(Stored entries)

↓

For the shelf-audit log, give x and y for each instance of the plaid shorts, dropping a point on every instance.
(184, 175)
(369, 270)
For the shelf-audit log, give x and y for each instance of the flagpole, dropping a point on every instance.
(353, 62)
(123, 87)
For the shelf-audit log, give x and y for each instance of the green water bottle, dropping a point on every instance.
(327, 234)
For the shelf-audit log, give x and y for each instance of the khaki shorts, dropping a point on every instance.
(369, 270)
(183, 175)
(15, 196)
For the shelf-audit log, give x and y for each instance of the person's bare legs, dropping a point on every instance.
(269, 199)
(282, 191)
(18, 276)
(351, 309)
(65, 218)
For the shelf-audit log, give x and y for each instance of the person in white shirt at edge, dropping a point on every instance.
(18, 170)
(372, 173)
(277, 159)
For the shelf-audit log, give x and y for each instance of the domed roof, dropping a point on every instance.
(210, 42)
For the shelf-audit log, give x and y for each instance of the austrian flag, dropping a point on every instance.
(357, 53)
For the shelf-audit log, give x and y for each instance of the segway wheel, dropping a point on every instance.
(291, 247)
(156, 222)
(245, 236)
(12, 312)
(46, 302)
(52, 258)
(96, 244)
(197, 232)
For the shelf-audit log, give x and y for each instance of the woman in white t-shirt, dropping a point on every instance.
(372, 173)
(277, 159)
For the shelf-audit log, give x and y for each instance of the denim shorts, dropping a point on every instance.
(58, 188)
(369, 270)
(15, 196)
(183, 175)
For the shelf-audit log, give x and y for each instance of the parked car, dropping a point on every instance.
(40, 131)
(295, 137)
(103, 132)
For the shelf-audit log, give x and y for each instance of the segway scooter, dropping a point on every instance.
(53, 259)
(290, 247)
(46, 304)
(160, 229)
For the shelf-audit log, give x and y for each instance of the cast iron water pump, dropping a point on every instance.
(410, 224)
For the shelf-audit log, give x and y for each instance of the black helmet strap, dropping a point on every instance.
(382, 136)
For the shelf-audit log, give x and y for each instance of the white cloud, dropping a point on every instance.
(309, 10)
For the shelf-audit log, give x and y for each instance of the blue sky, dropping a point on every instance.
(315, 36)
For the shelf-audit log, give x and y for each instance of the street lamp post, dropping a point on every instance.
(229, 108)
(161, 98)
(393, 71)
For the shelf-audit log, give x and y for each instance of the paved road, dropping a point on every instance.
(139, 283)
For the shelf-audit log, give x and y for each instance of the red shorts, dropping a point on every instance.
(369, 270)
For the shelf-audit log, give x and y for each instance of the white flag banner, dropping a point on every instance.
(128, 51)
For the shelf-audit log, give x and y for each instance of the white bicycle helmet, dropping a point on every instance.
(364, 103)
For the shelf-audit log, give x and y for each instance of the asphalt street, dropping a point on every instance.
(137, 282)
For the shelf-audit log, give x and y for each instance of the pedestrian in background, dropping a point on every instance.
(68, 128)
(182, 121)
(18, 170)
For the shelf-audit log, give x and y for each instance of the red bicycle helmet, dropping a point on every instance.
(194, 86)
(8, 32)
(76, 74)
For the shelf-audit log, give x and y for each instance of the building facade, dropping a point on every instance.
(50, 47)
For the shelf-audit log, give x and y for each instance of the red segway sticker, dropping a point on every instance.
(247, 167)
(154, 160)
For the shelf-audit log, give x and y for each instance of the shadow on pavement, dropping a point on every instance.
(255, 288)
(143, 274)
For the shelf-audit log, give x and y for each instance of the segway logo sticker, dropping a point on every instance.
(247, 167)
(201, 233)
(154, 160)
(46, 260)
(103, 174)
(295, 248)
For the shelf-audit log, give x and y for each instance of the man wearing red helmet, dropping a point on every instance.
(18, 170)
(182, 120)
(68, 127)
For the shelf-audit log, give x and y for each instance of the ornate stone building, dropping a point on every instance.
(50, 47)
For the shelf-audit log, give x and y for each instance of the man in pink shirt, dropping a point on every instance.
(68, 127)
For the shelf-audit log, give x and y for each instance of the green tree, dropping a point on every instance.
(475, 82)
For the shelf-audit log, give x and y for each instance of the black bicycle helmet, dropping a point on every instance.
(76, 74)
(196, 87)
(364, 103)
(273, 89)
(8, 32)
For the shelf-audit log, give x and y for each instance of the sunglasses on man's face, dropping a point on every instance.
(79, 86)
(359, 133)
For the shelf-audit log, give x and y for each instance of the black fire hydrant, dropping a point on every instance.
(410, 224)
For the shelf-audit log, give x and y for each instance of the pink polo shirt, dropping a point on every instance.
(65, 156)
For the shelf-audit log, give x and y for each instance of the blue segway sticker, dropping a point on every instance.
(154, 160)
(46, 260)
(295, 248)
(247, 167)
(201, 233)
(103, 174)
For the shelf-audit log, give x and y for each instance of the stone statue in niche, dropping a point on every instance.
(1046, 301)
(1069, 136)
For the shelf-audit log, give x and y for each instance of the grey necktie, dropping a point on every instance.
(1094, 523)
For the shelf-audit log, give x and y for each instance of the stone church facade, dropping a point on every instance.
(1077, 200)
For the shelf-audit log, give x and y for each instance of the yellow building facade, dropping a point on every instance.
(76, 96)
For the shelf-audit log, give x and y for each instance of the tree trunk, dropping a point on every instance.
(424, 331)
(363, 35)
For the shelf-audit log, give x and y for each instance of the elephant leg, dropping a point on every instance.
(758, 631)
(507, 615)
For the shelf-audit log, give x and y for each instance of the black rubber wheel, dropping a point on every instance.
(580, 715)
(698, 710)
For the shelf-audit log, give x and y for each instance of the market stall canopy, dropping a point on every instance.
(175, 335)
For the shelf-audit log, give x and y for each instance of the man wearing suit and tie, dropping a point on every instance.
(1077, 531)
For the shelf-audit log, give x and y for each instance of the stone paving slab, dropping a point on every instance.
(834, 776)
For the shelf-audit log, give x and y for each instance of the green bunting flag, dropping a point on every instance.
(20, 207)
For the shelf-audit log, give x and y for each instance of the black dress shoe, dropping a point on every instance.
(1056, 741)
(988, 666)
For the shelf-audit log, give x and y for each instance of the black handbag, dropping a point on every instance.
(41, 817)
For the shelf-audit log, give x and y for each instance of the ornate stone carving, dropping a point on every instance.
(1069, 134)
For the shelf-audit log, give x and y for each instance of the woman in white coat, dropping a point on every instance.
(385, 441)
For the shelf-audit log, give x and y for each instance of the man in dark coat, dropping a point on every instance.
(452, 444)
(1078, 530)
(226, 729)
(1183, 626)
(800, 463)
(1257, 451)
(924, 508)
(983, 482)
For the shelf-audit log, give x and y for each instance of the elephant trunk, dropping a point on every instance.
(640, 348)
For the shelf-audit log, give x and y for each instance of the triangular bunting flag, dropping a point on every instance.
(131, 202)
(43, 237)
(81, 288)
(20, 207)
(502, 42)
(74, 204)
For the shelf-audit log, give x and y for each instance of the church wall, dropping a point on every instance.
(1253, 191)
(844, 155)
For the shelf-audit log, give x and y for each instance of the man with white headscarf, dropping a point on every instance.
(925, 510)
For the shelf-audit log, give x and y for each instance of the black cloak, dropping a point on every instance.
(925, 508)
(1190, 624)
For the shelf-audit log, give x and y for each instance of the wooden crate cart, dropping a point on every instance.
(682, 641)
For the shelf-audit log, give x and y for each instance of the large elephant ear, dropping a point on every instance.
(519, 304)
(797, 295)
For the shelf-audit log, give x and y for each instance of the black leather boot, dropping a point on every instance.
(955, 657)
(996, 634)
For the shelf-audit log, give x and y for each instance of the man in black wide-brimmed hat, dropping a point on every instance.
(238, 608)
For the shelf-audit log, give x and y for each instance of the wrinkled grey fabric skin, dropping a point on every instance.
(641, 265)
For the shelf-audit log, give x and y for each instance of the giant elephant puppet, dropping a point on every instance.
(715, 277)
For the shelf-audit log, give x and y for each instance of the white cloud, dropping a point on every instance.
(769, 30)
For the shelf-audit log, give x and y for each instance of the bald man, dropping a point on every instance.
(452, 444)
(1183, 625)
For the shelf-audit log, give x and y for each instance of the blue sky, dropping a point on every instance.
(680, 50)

↑

For this exercise, please retype exactly the lines in the listing from the line with "headscarf, dropping a point on every instance." through its last line, both ends included.

Output of the exercise:
For the shelf-audit log, give x and y for each instance of the man with white headscarf, dropping a point on every instance.
(925, 510)
For the shelf-audit log, give x and y for each instance of the black cloak, dropping a point on every instance.
(925, 508)
(1190, 624)
For the shelf-audit log, give x and y for each instance of the wooden crate cart, dropping a point on every instance.
(682, 641)
For the shelf-audit log, give x and y for each instance of the large elephant ear, dropping a point on every instance.
(519, 304)
(797, 295)
For the shelf-audit log, give x and y for each instance of the black leather boot, dropping a point on every instance.
(955, 657)
(996, 634)
For the shelf-audit log, give x and y for each instance of the man in black wide-brimmed hat, dropping a point on every instance.
(238, 608)
For the shelf-audit log, give x and y for each instance of the wrinkled grey fabric skin, dropping a point on every instance.
(641, 265)
For the shelf-audit log, give x and y for each instance of the giant elephant puppet, dropping a point on every instance.
(715, 277)
For the shelf-audit log, give x and y for each instance of the white cloud, dropping a point on every instance.
(769, 30)
For the shelf-audit log, give x and y for each instance of the bald man, dropping a point on every instance.
(452, 444)
(1183, 625)
For the shelf-audit log, give x and y for each instance of the blue sky, dropping a point on every instance.
(680, 50)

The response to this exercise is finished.